● Exercise instructions
Set down exactly the lines from the one containing "The component shall return one point per instance of the police" through the end of the records below, both included, and nothing else.

## Begin Stored data

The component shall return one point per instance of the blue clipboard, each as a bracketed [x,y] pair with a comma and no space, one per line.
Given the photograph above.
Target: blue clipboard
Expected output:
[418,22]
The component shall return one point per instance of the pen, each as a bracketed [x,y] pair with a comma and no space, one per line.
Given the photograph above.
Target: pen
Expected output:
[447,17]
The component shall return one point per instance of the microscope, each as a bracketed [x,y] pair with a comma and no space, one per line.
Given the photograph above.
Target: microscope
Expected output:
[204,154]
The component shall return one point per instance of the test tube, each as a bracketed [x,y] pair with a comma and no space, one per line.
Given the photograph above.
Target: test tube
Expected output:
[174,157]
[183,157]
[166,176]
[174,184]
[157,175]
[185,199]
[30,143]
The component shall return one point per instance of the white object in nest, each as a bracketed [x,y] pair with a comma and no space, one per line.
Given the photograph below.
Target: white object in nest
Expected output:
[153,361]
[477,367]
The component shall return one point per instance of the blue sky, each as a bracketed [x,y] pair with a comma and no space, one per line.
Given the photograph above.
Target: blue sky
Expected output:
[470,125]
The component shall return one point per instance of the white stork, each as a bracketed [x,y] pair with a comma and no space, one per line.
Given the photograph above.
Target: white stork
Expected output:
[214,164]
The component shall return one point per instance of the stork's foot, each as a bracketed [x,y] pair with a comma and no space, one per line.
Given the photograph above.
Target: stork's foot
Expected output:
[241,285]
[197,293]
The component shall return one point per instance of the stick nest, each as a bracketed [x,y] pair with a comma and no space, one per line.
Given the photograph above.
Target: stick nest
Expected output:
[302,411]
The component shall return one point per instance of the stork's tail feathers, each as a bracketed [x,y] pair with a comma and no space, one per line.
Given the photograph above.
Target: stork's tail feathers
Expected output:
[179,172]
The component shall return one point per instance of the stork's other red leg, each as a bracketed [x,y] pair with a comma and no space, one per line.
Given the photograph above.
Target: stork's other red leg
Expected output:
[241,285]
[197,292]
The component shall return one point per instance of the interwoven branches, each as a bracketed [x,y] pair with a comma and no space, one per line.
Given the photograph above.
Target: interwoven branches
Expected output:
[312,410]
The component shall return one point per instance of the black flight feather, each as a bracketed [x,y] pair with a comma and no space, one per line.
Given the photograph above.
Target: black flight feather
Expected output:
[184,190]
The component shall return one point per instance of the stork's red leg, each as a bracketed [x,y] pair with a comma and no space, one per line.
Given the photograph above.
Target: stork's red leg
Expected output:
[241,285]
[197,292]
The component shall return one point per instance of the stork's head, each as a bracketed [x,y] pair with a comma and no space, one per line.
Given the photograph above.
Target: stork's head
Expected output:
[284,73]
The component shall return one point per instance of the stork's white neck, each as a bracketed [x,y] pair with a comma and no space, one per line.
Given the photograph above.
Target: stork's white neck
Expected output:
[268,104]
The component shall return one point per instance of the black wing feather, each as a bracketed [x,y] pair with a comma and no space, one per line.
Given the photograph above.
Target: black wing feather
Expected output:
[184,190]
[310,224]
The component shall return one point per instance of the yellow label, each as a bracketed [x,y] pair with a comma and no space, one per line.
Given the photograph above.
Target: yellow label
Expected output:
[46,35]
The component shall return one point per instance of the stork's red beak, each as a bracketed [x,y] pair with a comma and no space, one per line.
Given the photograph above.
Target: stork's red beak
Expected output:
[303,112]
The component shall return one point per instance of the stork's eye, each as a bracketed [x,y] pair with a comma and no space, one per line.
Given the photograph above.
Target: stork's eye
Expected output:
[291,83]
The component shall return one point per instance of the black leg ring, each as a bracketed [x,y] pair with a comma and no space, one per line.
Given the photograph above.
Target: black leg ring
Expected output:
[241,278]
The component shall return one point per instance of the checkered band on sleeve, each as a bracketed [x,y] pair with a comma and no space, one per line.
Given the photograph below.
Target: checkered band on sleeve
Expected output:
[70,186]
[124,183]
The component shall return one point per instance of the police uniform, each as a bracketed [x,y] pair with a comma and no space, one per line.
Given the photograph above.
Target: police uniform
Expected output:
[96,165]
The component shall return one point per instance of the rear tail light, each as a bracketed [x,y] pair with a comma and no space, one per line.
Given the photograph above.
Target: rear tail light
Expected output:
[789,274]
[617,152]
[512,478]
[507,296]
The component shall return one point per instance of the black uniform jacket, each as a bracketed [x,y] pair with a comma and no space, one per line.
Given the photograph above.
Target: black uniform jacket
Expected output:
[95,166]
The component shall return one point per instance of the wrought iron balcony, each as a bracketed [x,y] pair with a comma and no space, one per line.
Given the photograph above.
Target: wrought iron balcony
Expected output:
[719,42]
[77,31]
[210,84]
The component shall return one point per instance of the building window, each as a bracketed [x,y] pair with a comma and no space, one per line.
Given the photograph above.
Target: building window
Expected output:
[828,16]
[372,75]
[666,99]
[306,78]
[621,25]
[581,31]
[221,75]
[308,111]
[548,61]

## End Stored data

● Result of the task
The component shall return one point per instance of the police uniform, each as a bracketed [x,y] pair with a comma and no space, one per line.
Given the photograph above.
Target: police uniform
Expected output:
[96,165]
The component shall return one point per instance of the rear tail light, each as a bracketed [x,y] pair with a comma and no space, one per line.
Given the photograph above.
Target: rear tail light
Expected output:
[789,274]
[617,152]
[512,478]
[507,296]
The component shall return one point per instance of the black uniform jacket, each as a bracketed [x,y] pair with a comma and no space, one per line.
Given the photograph above.
Target: black uniform jacket
Expected output:
[95,166]
The component shall return one point per instance of the wrought iron balcony, each as a bracketed [x,y] pair with a comma and no space, one per line.
Given the photograph above.
Target: wrought iron balcony
Expected output:
[719,42]
[77,31]
[210,84]
The component shall return one point per instance of the building window, each as a bracketed [x,y] pair with a comma and no space, one per line.
Given the photograph above.
Target: building window
Expected output:
[828,16]
[372,75]
[666,99]
[306,78]
[621,25]
[581,31]
[221,75]
[308,111]
[548,61]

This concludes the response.